Task description
Rewrite all of the entries below, replacing every occurrence of "keypoint" with "marker" and leaving everything else unchanged.

—————

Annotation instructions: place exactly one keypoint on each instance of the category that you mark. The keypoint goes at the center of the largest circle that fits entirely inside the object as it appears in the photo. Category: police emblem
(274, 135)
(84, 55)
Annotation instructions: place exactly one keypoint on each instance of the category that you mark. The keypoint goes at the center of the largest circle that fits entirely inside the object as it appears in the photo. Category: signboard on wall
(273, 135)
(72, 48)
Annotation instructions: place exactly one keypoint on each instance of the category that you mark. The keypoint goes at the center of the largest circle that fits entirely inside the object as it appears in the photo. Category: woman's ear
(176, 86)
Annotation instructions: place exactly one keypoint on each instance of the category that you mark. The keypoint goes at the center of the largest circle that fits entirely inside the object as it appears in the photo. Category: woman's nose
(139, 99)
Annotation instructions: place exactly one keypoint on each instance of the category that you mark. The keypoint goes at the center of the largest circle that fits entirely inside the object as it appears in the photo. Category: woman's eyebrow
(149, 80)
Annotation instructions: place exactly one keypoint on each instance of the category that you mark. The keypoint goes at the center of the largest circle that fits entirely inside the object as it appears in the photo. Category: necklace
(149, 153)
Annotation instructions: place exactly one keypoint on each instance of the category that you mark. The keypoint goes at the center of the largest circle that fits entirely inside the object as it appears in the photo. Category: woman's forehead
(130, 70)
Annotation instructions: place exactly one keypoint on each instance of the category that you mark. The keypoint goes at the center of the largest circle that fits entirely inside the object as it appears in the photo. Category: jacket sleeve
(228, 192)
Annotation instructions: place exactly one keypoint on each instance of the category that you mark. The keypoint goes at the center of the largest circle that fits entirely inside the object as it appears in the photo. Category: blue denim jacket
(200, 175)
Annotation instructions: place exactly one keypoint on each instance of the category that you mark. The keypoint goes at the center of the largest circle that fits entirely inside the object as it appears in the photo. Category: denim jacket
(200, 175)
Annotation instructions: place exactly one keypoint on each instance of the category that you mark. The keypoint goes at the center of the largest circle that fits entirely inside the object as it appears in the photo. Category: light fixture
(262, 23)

—————

Response to this task
Annotation instructions: place exactly one marker on each instance of the category that you mark. The marker goes at the center of the largest circle that fits entirely inside the object as it appears in the photo. Category: police emblem
(274, 135)
(84, 55)
Annotation instructions: place exactly one marker on each instance of the category that you mark. The marker goes at the center of the largest circle that fits entirely inside the object as it appears in the photo. Category: signboard on wall
(273, 135)
(72, 48)
Annotation instructions: place exactly one marker on each instance of the category that you mark. The marker goes at the center of the largest circle that fits entirely inside the object as it appears in the photo. Category: woman's ear
(176, 86)
Annotation instructions: place exactly one marker on each instance of the category that you mark. The marker goes at the center of the largest circle that fits entirely inside the object as it appears in the photo. Category: woman's nose
(139, 99)
Annotation instructions: place exactly one marker on each instance of the category that you mark. The marker goes at the center of the largest circle that fits entirely inside the object as it appears in the photo. Category: woman's eyebrow
(149, 80)
Annotation instructions: place exactly one marker on each instance of the category that you mark. The marker goes at the center of the largest circle that fits entirely inside the object as it appears in the photo. Category: necklace
(149, 153)
Annotation instructions: place exactly one marker on each instance of the category that you mark. The marker goes at the center of the largest circle that fits entirely inside the object as it appears in the photo. Category: woman's forehead
(130, 70)
Annotation instructions: place exactly one marker on each instance of the category that you mark. The marker goes at the center of the largest circle that fits entirely inside the object as it appears in the photo. Category: jacket sleeve
(228, 192)
Annotation instructions: place exactly one marker on each instance of the category that you mark. The marker goes at the center of the largest circle that fits entirely inside the object as it appears in the photo. Category: blue denim jacket
(200, 175)
Annotation instructions: place exactly one marker on each instance of the category that you mark. The marker goes at the center of the largest circle that fits entirely inside the object as it appears in the photo. Category: denim jacket
(200, 175)
Annotation instructions: place exactly one marker on each instance of the category that you mark. The marker goes at the center of the largest circle that fits entirely inside the object as it appears in the photo. Category: light fixture
(262, 23)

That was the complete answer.